■ Job
Please repeat everything from the line containing "Ground the white rose in this screenshot." down to the line containing "319 279 361 291", word for word.

[Region labeling entries]
----

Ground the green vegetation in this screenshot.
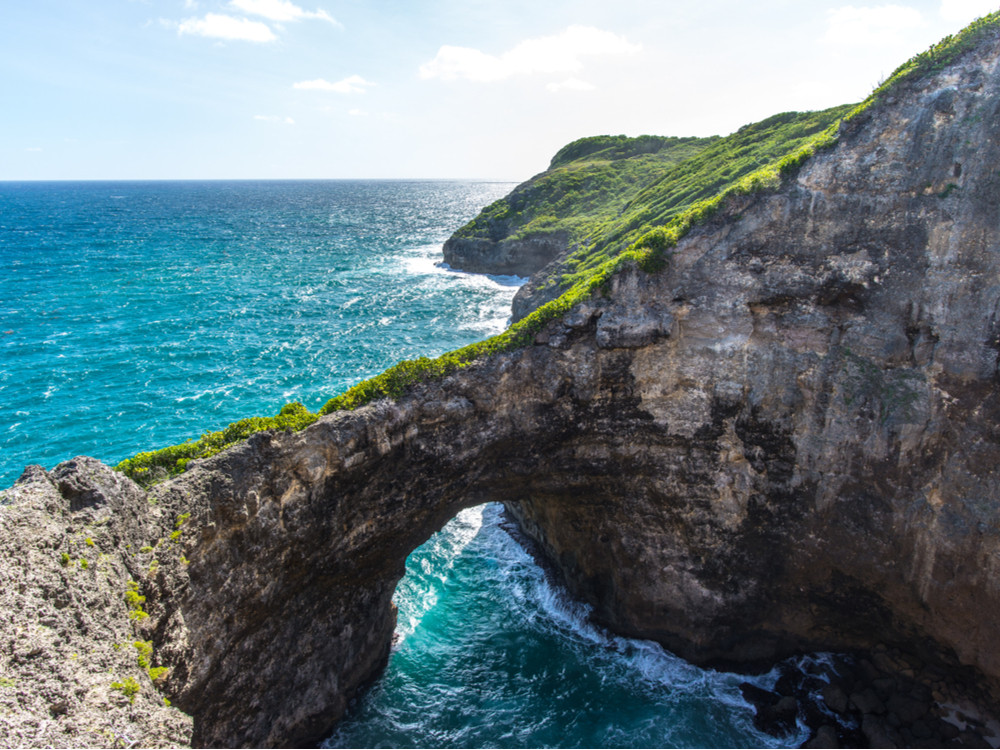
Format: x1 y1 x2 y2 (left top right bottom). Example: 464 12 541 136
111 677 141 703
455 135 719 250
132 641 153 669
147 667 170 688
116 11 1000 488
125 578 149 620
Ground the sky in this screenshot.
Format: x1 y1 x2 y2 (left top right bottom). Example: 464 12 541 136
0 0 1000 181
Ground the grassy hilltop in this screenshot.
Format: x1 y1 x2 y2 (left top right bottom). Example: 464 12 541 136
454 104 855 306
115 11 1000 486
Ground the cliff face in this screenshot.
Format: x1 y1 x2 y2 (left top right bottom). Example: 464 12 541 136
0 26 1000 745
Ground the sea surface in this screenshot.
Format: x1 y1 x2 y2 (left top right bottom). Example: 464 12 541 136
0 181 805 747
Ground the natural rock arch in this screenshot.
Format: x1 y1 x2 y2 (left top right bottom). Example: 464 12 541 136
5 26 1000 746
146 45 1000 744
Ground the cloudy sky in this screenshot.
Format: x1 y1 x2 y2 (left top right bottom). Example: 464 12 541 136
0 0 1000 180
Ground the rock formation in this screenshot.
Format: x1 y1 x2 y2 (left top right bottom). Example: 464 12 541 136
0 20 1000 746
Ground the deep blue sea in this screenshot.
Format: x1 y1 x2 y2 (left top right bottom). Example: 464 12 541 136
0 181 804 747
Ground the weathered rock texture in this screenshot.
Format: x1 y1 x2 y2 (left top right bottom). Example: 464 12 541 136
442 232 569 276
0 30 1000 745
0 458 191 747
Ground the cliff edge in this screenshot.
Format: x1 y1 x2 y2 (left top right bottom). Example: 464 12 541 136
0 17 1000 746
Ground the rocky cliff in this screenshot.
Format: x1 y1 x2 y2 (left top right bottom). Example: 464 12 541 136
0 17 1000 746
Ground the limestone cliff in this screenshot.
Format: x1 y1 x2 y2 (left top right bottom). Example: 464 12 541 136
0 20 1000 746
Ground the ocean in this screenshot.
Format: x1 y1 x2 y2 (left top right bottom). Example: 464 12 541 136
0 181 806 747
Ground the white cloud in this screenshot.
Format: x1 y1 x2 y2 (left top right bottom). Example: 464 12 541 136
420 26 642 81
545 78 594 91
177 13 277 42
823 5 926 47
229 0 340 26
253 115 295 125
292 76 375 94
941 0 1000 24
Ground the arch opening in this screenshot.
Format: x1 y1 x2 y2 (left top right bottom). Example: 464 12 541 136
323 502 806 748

----

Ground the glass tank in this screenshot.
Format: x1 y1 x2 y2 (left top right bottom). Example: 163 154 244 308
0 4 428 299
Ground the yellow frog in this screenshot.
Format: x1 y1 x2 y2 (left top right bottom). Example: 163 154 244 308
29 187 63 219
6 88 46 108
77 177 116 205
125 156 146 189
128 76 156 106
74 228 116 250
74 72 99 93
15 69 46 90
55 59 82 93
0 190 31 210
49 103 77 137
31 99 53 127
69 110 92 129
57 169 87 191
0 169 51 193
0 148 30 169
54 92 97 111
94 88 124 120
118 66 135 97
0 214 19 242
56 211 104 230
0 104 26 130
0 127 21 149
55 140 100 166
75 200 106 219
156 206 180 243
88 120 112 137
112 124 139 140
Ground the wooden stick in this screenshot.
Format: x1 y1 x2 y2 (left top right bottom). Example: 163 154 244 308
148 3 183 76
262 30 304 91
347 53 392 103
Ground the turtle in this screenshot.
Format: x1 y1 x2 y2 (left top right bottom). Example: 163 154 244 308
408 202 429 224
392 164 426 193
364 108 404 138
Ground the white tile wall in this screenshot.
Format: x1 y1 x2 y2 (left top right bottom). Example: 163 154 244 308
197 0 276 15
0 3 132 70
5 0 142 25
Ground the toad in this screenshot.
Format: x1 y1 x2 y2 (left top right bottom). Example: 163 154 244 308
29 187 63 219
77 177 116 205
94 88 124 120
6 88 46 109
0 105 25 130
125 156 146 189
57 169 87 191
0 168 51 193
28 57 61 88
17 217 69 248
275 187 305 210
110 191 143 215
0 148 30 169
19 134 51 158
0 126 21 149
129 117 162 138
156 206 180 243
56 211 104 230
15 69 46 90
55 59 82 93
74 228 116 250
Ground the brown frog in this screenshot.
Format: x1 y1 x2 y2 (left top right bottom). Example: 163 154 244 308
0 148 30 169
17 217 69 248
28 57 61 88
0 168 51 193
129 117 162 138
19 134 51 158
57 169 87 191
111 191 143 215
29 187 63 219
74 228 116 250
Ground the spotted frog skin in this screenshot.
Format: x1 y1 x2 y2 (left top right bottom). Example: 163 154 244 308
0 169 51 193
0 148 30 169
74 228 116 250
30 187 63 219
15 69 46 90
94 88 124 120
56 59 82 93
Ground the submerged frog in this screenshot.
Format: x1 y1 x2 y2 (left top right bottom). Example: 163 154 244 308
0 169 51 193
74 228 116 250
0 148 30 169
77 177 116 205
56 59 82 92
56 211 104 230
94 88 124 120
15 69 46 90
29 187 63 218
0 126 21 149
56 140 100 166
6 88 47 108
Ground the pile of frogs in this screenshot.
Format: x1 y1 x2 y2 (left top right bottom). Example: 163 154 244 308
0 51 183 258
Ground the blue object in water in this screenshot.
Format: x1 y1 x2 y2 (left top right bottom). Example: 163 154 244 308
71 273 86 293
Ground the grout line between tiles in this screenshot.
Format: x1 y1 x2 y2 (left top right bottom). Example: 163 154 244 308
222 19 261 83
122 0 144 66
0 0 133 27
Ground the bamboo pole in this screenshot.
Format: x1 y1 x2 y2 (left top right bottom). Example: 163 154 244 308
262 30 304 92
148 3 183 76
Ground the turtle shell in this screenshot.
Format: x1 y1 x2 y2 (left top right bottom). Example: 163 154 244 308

----

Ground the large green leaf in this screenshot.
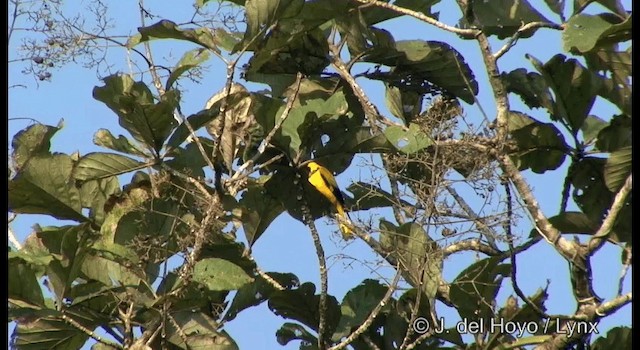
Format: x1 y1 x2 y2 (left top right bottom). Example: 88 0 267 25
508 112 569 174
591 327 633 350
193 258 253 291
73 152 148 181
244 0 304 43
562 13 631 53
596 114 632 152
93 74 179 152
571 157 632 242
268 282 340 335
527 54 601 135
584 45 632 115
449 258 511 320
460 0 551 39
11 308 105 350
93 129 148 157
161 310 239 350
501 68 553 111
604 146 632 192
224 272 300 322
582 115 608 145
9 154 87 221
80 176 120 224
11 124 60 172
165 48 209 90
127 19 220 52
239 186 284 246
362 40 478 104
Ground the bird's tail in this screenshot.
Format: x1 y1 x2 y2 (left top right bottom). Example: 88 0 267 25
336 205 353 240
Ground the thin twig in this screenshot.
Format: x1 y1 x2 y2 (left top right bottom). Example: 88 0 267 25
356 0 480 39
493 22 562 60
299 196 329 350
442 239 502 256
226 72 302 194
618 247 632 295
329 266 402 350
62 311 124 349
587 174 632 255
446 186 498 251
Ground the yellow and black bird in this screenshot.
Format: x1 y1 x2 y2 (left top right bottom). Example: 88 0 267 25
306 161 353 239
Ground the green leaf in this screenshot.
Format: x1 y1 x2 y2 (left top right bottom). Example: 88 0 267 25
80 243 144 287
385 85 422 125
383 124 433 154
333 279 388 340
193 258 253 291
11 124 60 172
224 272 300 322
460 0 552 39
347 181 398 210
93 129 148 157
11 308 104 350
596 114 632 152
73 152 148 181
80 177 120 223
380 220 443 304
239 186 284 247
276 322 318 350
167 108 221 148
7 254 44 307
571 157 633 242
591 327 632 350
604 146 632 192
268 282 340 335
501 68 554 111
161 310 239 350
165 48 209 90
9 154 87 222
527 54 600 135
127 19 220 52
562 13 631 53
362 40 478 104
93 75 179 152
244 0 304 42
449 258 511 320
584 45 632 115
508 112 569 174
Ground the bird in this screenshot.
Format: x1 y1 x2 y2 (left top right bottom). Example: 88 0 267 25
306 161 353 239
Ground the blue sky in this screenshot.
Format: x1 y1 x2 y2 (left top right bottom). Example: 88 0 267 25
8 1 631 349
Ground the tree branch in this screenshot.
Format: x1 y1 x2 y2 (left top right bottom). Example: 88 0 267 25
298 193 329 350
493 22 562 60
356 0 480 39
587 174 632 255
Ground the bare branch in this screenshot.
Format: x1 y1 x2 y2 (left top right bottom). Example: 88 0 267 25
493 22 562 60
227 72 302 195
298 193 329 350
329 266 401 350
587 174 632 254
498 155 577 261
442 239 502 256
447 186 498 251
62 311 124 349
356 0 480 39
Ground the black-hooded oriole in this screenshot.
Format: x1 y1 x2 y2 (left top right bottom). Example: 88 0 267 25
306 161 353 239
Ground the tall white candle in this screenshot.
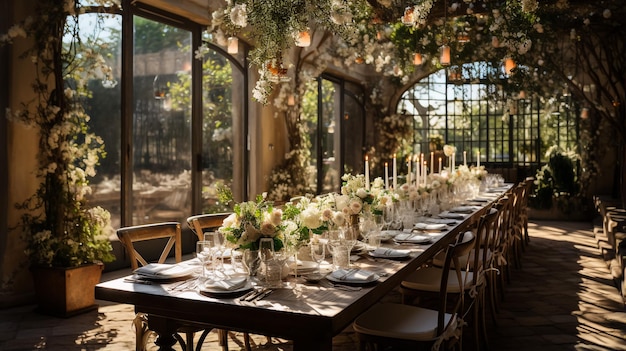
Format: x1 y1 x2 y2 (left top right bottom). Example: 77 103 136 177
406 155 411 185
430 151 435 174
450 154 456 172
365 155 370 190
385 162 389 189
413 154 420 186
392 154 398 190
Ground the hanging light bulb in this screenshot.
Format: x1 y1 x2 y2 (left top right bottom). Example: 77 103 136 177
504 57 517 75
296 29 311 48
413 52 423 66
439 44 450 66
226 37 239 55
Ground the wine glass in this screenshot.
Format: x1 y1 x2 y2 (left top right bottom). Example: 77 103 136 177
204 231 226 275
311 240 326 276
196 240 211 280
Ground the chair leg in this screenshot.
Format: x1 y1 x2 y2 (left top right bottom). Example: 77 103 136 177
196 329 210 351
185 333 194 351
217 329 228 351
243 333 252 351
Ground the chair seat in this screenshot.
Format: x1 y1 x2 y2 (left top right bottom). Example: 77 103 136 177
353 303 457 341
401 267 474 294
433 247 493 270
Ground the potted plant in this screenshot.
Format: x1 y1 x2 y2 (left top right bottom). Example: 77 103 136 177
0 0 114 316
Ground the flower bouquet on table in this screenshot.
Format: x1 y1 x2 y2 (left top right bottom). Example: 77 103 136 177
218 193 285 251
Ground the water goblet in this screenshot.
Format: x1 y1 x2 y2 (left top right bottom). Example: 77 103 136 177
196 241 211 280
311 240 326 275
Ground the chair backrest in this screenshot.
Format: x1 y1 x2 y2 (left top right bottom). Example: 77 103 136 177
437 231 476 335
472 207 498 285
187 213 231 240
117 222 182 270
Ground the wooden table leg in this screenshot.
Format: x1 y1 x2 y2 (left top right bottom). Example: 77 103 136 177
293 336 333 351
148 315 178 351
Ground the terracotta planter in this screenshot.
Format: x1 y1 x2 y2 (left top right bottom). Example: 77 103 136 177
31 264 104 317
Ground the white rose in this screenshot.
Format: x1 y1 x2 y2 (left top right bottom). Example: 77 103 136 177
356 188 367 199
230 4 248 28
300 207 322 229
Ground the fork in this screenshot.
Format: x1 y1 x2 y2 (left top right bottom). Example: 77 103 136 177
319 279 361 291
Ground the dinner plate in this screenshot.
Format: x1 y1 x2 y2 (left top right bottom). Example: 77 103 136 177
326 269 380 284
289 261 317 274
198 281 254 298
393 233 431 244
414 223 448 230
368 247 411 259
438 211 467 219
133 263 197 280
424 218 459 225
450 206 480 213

----

■ Response
Ground the white rose in this screenshot.
Format: x1 y1 x2 y2 (left top right bottom). Example: 77 103 136 177
356 188 367 199
230 4 248 28
300 207 322 229
Ground the fork in this screenshot.
Format: x1 y1 x2 y2 (left top right bottom). Example: 77 103 136 177
319 279 361 291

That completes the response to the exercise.